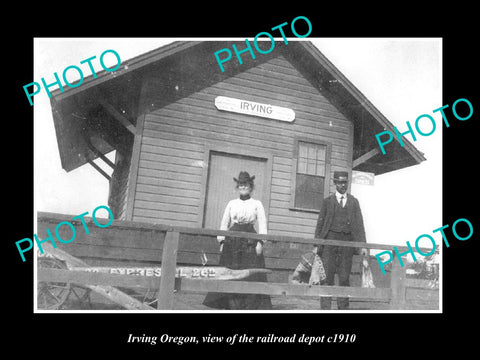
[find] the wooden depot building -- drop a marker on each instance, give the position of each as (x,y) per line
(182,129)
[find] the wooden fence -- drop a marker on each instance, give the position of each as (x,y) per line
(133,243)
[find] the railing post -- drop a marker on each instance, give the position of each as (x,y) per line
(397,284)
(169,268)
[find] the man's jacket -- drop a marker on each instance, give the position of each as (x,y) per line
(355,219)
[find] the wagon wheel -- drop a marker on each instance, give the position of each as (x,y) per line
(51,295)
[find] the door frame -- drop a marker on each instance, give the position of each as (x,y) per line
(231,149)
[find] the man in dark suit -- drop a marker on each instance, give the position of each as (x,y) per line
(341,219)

* * *

■ **What is asked**:
Format every line of the rows above as a Markdown table with the columns "Line" and "Content", numbering the lines in order and skipping any blank ones. Leave the pictures out of the table.

■ **Finished task**:
| Line | Content |
|---|---|
| 1 | [find] the wooden depot building -- drop a marker on each instance, give the position of each as (x,y) per line |
| 2 | (182,129) |
| 3 | [find] the wooden fence -- drop a marker on each instance, give the position of each as (x,y) per line |
| 4 | (133,243) |
| 5 | [find] the railing post -- drop a marker on each instance, give the position of each as (x,y) per line |
| 6 | (397,284) |
| 7 | (169,268) |
| 8 | [find] the man's jacket -- drop a marker on each instance, give the position of each as (x,y) per line |
| 9 | (355,219) |
| 10 | [find] the wagon wheel -- drop a marker on each instance, give the position of each as (x,y) per line |
| 11 | (51,295) |
| 12 | [find] the door frame -- drop a marker on each instance, give the position of each as (x,y) per line |
| 13 | (231,149) |
| 14 | [find] the man in dark suit -- drop a marker on each instance, give the position of each as (x,y) per line |
| 15 | (341,219) |